(Supplied material begins)
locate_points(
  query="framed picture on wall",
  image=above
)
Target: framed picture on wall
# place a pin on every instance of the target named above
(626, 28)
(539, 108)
(Supplied material ends)
(Supplied material begins)
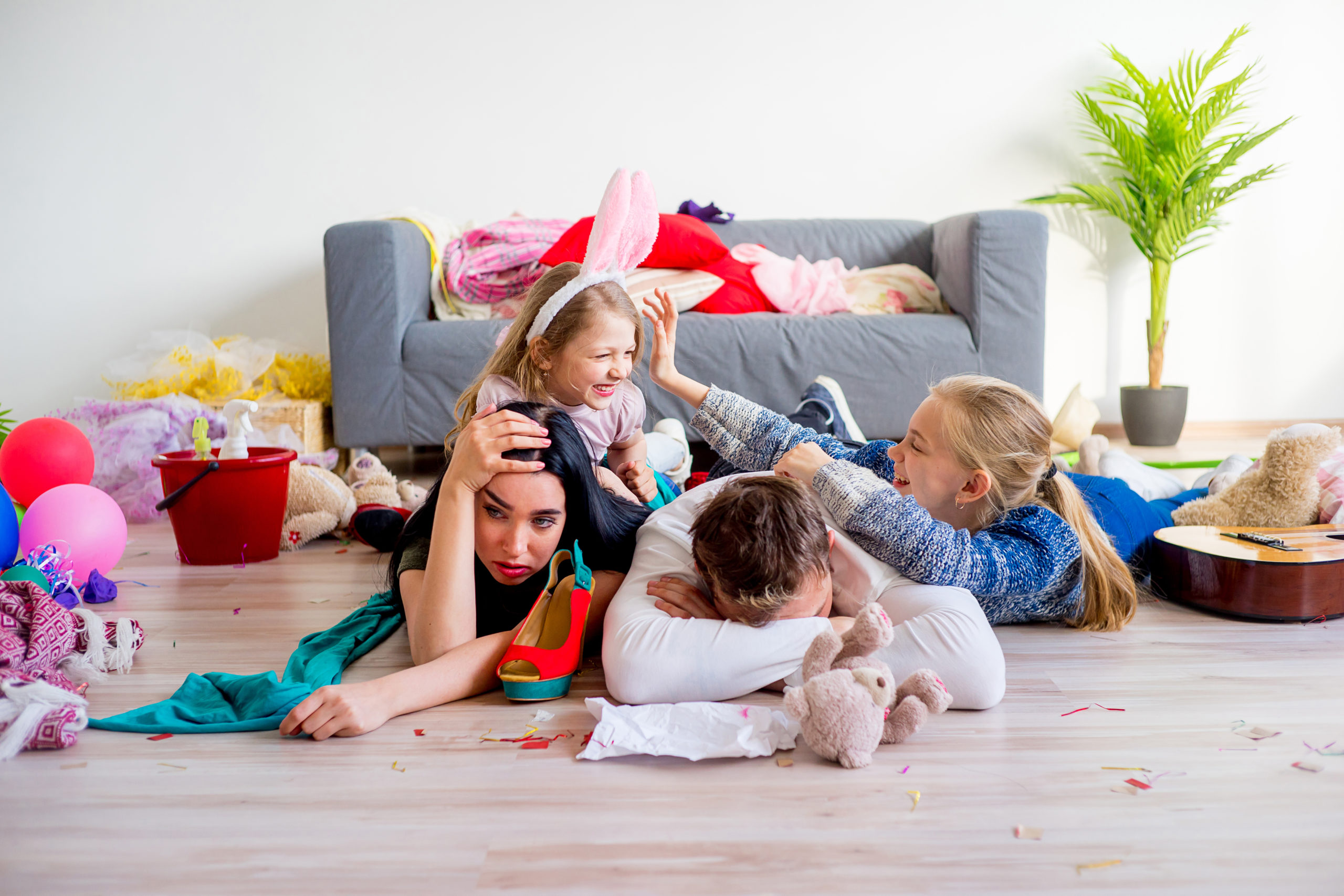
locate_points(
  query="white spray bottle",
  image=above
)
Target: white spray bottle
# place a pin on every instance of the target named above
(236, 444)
(Supplied material ends)
Your answer should be a single number: how many lines in the data above include "wall"?

**Finished task**
2